** Start Extracted entries **

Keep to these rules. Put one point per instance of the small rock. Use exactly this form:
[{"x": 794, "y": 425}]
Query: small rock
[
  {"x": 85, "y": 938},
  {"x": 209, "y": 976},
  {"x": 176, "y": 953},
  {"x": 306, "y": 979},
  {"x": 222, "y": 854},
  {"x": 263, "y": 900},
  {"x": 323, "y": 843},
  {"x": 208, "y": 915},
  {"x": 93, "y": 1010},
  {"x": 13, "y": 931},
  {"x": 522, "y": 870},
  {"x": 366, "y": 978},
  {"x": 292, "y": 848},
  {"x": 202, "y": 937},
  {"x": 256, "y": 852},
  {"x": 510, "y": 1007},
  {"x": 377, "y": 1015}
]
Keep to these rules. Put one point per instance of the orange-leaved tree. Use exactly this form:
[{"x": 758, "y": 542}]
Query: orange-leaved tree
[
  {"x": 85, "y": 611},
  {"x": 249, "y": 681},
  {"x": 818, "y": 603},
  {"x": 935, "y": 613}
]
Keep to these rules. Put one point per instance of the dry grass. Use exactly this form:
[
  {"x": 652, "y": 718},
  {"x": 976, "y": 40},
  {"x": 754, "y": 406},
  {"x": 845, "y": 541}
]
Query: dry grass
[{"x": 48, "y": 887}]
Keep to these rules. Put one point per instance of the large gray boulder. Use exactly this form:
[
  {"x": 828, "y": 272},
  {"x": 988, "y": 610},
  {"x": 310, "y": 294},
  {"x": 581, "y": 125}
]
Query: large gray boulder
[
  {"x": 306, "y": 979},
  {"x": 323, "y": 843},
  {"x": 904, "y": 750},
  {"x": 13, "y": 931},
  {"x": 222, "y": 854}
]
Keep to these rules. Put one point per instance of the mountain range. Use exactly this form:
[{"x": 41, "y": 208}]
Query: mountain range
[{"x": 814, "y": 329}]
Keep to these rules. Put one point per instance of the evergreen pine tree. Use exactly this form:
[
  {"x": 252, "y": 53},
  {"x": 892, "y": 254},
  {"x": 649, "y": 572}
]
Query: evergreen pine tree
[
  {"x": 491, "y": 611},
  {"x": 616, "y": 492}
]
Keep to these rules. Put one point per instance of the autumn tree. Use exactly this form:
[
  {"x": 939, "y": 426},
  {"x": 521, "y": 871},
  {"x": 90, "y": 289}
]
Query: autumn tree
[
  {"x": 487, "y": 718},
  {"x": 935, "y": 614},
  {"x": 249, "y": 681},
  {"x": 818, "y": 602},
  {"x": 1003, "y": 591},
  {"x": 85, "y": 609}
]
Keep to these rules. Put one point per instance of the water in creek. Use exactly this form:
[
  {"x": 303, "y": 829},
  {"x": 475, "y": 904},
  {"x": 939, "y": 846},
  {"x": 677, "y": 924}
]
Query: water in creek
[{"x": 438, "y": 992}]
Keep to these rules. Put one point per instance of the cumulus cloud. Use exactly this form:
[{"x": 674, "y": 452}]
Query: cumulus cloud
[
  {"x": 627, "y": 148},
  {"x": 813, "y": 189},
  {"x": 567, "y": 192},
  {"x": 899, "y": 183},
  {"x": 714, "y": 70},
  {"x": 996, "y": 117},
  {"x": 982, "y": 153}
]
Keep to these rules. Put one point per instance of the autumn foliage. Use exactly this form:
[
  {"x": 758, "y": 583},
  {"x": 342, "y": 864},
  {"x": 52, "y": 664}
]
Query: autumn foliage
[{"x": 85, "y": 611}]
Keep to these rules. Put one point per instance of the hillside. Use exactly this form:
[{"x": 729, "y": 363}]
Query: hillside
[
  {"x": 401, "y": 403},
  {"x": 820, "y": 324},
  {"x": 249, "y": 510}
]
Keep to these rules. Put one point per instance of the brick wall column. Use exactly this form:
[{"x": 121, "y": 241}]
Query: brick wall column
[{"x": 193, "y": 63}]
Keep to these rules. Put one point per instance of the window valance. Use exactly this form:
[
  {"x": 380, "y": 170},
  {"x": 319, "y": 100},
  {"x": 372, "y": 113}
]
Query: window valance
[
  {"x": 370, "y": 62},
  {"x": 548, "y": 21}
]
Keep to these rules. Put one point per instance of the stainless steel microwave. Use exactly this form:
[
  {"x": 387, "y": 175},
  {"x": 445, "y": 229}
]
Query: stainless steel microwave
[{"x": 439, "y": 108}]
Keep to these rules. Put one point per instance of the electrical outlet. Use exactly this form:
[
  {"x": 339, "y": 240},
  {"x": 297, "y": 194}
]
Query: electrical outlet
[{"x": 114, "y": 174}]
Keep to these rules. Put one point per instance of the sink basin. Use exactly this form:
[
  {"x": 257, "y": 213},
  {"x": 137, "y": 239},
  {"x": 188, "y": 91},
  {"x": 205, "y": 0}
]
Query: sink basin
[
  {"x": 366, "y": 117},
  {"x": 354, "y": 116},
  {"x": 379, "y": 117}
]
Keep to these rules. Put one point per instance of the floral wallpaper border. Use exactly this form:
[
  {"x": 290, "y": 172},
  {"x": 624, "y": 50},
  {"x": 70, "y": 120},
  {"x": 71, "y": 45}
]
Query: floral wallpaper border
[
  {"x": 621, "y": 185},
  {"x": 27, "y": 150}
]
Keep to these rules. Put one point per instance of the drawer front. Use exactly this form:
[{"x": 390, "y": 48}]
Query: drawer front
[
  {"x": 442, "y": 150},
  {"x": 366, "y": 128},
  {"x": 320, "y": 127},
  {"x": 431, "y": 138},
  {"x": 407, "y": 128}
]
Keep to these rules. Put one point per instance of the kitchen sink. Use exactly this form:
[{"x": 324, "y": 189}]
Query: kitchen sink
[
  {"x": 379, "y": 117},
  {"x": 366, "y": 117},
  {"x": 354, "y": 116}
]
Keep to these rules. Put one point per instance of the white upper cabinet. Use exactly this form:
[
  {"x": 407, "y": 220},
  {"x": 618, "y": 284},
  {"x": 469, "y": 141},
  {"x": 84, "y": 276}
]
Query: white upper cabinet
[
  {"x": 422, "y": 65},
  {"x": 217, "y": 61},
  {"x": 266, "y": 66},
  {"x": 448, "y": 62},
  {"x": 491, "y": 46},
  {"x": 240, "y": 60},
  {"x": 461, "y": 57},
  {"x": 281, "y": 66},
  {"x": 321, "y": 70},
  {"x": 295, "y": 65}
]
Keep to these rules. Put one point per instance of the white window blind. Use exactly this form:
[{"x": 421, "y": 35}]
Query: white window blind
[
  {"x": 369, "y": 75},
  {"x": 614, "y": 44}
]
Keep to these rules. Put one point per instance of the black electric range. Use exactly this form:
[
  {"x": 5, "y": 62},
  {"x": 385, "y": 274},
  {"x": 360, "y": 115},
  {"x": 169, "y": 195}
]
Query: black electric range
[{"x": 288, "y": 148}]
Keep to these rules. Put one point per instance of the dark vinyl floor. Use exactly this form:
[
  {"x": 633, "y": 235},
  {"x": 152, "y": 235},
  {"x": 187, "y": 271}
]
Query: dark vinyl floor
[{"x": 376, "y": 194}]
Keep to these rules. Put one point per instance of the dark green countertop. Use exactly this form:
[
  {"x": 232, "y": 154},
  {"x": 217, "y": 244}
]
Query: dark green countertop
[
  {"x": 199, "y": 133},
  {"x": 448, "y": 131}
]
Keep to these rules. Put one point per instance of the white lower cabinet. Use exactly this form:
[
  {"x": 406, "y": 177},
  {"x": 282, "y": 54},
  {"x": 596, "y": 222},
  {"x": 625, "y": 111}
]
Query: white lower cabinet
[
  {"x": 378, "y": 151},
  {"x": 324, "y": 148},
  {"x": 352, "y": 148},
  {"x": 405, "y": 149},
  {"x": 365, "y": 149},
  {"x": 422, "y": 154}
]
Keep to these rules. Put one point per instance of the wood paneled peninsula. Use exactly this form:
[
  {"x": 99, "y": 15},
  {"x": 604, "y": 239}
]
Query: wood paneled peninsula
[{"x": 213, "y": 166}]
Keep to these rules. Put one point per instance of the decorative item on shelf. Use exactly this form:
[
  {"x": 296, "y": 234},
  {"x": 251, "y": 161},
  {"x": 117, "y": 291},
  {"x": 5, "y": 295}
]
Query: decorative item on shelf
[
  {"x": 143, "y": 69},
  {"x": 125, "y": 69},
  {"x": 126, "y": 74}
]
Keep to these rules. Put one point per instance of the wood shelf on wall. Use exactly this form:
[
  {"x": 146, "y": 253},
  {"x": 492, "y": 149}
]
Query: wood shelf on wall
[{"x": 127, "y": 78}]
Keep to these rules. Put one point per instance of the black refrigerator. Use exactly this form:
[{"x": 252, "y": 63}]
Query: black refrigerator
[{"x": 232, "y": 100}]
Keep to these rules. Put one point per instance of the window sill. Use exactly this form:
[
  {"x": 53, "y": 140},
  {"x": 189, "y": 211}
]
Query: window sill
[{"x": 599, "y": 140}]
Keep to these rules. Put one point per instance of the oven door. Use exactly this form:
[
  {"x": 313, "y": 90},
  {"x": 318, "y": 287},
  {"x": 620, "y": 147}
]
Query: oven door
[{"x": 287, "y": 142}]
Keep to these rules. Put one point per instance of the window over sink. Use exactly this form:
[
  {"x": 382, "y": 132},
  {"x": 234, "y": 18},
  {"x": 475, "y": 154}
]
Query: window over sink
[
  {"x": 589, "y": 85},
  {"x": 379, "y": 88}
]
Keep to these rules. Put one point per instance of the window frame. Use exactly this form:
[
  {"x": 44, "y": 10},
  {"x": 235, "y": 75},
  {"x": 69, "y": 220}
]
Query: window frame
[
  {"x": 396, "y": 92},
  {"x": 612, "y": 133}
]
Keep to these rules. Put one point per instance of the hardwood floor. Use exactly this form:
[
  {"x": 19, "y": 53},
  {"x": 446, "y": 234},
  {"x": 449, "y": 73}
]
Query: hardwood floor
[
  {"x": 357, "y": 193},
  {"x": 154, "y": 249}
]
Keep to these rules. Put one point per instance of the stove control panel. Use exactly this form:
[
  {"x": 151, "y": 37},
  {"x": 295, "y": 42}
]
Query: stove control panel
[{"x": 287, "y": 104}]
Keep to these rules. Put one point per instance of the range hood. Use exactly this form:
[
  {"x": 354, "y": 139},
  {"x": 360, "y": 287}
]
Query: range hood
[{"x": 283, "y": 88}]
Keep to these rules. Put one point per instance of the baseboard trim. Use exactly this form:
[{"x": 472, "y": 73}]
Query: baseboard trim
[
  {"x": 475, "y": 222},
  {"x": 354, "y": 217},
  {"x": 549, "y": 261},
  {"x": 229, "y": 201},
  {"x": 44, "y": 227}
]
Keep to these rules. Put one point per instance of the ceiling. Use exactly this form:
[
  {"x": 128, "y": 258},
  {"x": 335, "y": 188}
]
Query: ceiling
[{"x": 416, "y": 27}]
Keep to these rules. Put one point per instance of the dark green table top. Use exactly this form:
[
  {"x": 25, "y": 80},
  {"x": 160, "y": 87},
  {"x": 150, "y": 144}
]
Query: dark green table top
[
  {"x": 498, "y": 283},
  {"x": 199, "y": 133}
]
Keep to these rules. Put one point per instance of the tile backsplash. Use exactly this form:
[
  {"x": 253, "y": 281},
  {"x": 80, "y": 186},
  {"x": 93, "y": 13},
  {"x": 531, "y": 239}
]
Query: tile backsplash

** End Extracted entries **

- Task to carry out: Restate word for word the lines from the one holding "the window over" to the end of the listing, both ends included, and nothing more.

- Completed task:
Keep to these rules. Put one point per instance of the window over sink. Use exactly this form:
[
  {"x": 382, "y": 132},
  {"x": 234, "y": 18},
  {"x": 475, "y": 154}
]
Query: window over sink
[
  {"x": 589, "y": 85},
  {"x": 379, "y": 88}
]
Keep to these rules. Put one point per instance of the window frame. Use exactly this form:
[
  {"x": 44, "y": 10},
  {"x": 235, "y": 75},
  {"x": 69, "y": 220}
]
Query: window frame
[
  {"x": 396, "y": 92},
  {"x": 612, "y": 133}
]
Keep to these rules. Put one point per instance of the hardwood floor. Use exactly this form:
[
  {"x": 19, "y": 53},
  {"x": 446, "y": 234},
  {"x": 449, "y": 73}
]
Query: hardwood floor
[
  {"x": 357, "y": 193},
  {"x": 154, "y": 249}
]
Keep to these rules. Put one point per instance of the stove control panel. Use exactly this form:
[
  {"x": 151, "y": 37},
  {"x": 295, "y": 42}
]
Query: stove control panel
[{"x": 287, "y": 104}]
Keep to these rules. Put one point per instance of the range hood. Use exactly this form:
[
  {"x": 354, "y": 139},
  {"x": 360, "y": 287}
]
Query: range hood
[{"x": 283, "y": 88}]
Keep to these rules. Put one point per instance of the baseboard trim. Use exactly this form:
[{"x": 472, "y": 73}]
Query: baseboard trim
[
  {"x": 475, "y": 222},
  {"x": 354, "y": 217},
  {"x": 549, "y": 261},
  {"x": 229, "y": 201},
  {"x": 44, "y": 227}
]
Keep to these rules. Put one point per instance of the ceiling. Use exactly this form:
[
  {"x": 128, "y": 258},
  {"x": 335, "y": 188}
]
Query: ceiling
[{"x": 416, "y": 27}]
Keep to these rules. Put one point per instance of the dark green table top. Use exactly this form:
[
  {"x": 25, "y": 80},
  {"x": 160, "y": 87},
  {"x": 150, "y": 144}
]
Query: dark green table top
[
  {"x": 498, "y": 283},
  {"x": 199, "y": 133}
]
Keep to these rules. Put one point per instance of the tile backsplash. Use exactly this form:
[
  {"x": 253, "y": 281},
  {"x": 80, "y": 186},
  {"x": 93, "y": 13},
  {"x": 531, "y": 239}
]
Query: tile backsplash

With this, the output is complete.